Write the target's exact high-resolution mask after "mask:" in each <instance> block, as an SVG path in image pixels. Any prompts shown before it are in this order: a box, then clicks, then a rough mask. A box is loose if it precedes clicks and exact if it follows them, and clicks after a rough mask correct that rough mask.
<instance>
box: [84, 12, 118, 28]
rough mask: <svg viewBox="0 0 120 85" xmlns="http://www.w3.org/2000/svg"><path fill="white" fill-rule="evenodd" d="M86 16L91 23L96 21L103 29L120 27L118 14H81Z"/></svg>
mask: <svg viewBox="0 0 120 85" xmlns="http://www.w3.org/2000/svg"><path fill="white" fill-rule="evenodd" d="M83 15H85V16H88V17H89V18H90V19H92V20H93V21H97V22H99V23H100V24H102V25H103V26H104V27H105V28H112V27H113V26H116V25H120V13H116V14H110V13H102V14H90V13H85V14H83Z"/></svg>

### [ABOUT THIS TASK]
Edit the records above so that every "rough mask" becomes "coarse mask", with all other text unchanged.

### [ANSWER BOX]
Write the target's exact high-resolution mask after "mask:" in each <instance> block, as an SVG path in image pixels. Any prompts shown before it are in this order: a box, then clicks, then a coarse mask. A box is loose if it precedes clicks and exact if it follows them, and clicks after a coarse mask correct that coarse mask.
<instance>
box: [84, 12, 118, 28]
coarse mask: <svg viewBox="0 0 120 85" xmlns="http://www.w3.org/2000/svg"><path fill="white" fill-rule="evenodd" d="M86 16L91 23L96 21L103 29L120 27L118 14H81Z"/></svg>
mask: <svg viewBox="0 0 120 85" xmlns="http://www.w3.org/2000/svg"><path fill="white" fill-rule="evenodd" d="M83 15H85V16H88V17H89V18H90V19H92V20H93V21H97V22H99V23H100V24H102V25H103V26H104V27H105V28H112V27H113V26H116V25H120V13H116V14H110V13H102V14H90V13H85V14H83Z"/></svg>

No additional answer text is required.